#### [EXTRACTED RECORDS]
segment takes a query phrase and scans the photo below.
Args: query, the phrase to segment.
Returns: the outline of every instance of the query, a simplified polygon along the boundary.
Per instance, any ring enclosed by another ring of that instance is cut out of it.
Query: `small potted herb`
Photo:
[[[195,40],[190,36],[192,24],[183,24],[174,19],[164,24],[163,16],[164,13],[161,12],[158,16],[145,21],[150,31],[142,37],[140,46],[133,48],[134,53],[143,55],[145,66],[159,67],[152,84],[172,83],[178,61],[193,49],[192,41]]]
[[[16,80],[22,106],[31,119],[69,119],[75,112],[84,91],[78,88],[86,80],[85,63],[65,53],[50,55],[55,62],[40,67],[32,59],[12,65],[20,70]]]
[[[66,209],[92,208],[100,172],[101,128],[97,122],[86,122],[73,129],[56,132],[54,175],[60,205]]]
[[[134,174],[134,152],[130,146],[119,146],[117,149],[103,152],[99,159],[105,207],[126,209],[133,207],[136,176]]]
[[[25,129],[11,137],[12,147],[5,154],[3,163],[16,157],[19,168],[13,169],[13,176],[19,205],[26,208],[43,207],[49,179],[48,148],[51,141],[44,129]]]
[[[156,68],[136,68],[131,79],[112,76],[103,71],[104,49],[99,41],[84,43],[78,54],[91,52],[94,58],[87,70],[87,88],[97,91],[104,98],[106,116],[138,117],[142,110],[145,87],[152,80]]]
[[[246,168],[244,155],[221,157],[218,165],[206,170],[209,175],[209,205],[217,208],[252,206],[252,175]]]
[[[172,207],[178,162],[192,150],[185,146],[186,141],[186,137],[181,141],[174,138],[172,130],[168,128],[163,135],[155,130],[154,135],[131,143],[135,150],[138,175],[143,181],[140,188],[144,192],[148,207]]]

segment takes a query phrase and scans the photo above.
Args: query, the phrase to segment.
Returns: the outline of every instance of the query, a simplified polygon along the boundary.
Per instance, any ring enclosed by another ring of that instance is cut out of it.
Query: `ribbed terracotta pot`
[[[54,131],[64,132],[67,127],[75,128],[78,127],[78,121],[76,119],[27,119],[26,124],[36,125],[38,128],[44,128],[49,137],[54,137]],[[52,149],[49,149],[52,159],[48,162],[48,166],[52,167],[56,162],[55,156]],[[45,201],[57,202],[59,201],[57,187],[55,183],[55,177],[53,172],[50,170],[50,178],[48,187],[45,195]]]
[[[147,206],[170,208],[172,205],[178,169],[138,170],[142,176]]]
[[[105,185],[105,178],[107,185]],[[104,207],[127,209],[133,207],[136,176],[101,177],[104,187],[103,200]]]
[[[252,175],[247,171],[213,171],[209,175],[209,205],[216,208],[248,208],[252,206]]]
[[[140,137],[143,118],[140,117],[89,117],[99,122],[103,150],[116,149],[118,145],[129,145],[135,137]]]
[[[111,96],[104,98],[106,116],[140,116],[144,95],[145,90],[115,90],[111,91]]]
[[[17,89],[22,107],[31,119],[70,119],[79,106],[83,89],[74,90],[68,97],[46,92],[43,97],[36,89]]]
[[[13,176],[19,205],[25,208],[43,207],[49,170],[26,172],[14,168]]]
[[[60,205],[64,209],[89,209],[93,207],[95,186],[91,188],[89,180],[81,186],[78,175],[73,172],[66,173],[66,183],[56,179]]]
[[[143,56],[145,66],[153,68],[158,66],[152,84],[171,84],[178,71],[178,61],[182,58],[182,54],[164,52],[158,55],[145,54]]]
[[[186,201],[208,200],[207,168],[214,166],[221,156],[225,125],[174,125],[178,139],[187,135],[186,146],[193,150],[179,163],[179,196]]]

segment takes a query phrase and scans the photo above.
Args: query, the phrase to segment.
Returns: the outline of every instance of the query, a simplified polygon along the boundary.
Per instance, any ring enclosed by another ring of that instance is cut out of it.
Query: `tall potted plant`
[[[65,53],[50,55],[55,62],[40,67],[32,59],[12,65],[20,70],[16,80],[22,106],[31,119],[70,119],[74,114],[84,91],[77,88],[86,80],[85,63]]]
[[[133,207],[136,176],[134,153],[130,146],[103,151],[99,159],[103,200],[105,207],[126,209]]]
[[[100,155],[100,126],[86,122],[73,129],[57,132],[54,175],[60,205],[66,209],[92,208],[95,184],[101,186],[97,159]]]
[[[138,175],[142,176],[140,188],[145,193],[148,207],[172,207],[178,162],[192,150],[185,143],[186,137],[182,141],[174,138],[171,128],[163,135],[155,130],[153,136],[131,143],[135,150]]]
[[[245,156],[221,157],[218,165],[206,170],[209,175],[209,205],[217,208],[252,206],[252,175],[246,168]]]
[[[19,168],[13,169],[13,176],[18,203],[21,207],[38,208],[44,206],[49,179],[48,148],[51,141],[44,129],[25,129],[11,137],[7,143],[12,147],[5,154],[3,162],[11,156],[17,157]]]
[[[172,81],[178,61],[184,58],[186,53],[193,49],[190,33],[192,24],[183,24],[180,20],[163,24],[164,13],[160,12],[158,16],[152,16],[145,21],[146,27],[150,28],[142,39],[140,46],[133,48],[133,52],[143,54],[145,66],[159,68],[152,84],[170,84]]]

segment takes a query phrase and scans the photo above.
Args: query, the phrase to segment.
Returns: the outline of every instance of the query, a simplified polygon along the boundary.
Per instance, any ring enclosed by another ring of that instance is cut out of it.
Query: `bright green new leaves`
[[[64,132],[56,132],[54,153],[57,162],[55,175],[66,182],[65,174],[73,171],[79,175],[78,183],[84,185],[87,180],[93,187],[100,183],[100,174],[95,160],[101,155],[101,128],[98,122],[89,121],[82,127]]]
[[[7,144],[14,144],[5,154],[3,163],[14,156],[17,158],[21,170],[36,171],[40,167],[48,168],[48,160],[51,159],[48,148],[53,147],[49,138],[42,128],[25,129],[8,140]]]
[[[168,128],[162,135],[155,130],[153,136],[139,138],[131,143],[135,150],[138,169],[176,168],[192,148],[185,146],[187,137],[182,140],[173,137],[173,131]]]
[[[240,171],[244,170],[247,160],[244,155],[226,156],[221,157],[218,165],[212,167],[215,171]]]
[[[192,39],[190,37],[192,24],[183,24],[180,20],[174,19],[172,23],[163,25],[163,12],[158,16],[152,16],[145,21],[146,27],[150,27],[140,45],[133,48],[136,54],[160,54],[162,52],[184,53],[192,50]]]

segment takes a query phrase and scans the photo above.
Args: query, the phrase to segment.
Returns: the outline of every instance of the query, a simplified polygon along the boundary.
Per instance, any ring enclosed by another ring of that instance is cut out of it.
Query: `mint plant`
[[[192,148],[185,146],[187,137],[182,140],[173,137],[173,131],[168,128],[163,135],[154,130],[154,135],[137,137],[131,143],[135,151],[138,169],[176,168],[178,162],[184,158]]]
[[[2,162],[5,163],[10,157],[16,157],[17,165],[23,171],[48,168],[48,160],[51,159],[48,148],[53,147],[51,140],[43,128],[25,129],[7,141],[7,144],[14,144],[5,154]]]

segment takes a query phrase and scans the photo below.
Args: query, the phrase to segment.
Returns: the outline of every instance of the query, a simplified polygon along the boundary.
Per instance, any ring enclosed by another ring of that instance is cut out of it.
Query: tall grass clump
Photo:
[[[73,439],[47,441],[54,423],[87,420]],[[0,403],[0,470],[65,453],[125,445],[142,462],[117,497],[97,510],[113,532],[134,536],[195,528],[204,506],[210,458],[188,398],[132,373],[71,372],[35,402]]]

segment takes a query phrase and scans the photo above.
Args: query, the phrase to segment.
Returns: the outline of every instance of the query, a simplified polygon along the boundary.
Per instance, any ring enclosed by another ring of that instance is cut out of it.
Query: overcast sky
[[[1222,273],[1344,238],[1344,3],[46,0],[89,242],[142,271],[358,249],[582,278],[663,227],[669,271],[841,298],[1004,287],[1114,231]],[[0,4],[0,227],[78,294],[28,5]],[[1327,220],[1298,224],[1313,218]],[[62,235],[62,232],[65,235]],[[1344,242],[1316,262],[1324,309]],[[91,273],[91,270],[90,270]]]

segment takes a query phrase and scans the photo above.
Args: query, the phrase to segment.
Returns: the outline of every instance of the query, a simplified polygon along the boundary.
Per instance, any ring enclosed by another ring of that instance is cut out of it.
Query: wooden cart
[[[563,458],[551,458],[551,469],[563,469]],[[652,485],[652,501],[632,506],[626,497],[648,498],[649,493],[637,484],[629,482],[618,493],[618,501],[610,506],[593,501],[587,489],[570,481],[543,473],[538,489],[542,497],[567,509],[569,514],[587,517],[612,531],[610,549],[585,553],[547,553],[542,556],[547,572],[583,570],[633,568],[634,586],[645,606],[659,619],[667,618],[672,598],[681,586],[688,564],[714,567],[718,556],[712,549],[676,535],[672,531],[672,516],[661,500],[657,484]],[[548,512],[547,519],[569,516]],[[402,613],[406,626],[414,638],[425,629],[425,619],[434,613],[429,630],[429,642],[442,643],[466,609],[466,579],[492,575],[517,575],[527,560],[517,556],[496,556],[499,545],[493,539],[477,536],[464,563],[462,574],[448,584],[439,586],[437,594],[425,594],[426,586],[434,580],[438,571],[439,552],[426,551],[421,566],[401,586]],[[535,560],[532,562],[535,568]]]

#### [WRITTEN EXERCISE]
State how many lines of the records above contain the string "plant", with case counting, and give only the number.

#### [WRITTEN RESPONSE]
2